— begin RECORD SET —
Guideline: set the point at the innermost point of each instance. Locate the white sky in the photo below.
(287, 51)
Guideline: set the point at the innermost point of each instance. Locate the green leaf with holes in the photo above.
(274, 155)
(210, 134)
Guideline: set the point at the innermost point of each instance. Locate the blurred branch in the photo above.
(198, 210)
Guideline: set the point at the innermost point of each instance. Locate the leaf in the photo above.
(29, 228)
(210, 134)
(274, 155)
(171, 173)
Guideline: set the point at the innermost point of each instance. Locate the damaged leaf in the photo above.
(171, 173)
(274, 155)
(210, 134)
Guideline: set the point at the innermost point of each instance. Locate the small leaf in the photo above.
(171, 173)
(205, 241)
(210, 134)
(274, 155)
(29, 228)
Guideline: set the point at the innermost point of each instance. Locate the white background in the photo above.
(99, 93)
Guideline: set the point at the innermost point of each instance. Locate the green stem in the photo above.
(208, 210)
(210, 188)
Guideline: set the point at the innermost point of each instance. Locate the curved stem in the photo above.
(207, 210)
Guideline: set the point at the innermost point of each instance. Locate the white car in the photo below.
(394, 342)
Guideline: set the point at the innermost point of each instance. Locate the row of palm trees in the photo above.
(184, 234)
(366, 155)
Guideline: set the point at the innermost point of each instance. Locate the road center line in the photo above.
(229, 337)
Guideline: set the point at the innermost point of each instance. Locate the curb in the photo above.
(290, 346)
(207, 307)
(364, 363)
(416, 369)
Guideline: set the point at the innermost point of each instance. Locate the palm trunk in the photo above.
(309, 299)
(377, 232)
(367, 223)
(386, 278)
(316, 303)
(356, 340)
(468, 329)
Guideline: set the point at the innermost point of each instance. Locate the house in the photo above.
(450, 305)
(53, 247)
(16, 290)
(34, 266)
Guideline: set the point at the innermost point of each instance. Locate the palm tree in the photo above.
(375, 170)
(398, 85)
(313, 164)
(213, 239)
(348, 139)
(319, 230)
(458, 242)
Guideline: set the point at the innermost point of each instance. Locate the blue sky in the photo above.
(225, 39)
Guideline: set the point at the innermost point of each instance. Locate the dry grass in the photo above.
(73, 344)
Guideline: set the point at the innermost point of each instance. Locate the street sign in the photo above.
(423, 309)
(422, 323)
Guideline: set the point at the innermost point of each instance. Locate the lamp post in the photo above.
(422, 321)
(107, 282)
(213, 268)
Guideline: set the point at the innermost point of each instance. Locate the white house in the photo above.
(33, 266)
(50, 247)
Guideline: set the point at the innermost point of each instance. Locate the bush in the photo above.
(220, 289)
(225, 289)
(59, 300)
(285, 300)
— end RECORD SET —
## SET PROBLEM
Rewrite all the rows above, changing "innermost" to "central" everywhere it appears and leaving the rest untouched.

## ANSWER FOR THIS EXERCISE
Guideline: set the point at the central point of each instance. Locate the white sky in the photo below.
(287, 51)
Guideline: set the point at the central point of each instance. Locate the green leaf with holes in the photo above.
(274, 155)
(210, 134)
Guideline: set the point at the central point of each instance. Locate the blurred branch in the photo above.
(198, 210)
Guideline: set the point at the central point of each instance. Locate the leaf in the photo above.
(29, 228)
(210, 134)
(274, 155)
(171, 173)
Guideline: set the point at the central point of each instance. Locate the damaged leaf in the photo above.
(171, 173)
(274, 155)
(210, 134)
Guideline: set the point at the central point of each instance. Locate the small leaf in the photo above.
(171, 173)
(205, 241)
(210, 134)
(274, 155)
(29, 228)
Guideline: set the point at the central point of each instance. Locate the white background in the photo above.
(99, 93)
Guideline: set the point at the central point of each instance. Locate the green stem in the photo above.
(208, 210)
(210, 188)
Guideline: set the point at the central point of each instance. Locate the curved stem in the photo above.
(207, 210)
Guideline: set the point at the central point of each instance. Locate the white car in the photo below.
(394, 342)
Guideline: set the point at the central point of each instance. Locate the row of palm trees in the photo above.
(184, 234)
(366, 155)
Guideline: set the point at the central point of each instance. Locate the road center line in the photo above.
(229, 337)
Guideline: set the point at the central point of each instance. Locate the curb in the photo above.
(290, 346)
(207, 307)
(364, 363)
(416, 369)
Guideline: set the point at the central point of each instance. Locate the palm trunk in the photo above.
(309, 299)
(377, 232)
(367, 223)
(386, 278)
(316, 303)
(356, 340)
(468, 329)
Guideline: set the point at the central point of each instance. Locate the house in the photo above.
(450, 305)
(53, 247)
(16, 290)
(34, 266)
Guideline: set the point at the central point of each instance. Locate the palm tree in the photo above.
(375, 170)
(398, 85)
(313, 164)
(213, 239)
(348, 139)
(319, 230)
(458, 242)
Guideline: set the point at the central point of each instance. Locate the blue sky in the photo above.
(225, 39)
Guideline: set the point at the central point of each instance. Locate the dry grass in the photo above.
(73, 344)
Guideline: set the point at the central point of each instance. Locate the street sign in the photo above.
(423, 309)
(422, 323)
Guideline: set the point at the central point of each instance. Locate the lamp post in the photo above.
(422, 321)
(107, 282)
(213, 268)
Guideline: set the point at the central point of each instance. Locate the white house in the photo above.
(33, 266)
(50, 247)
Guideline: set the point at the central point of each instance. Locate the bush in the photo above.
(220, 289)
(225, 289)
(59, 300)
(285, 300)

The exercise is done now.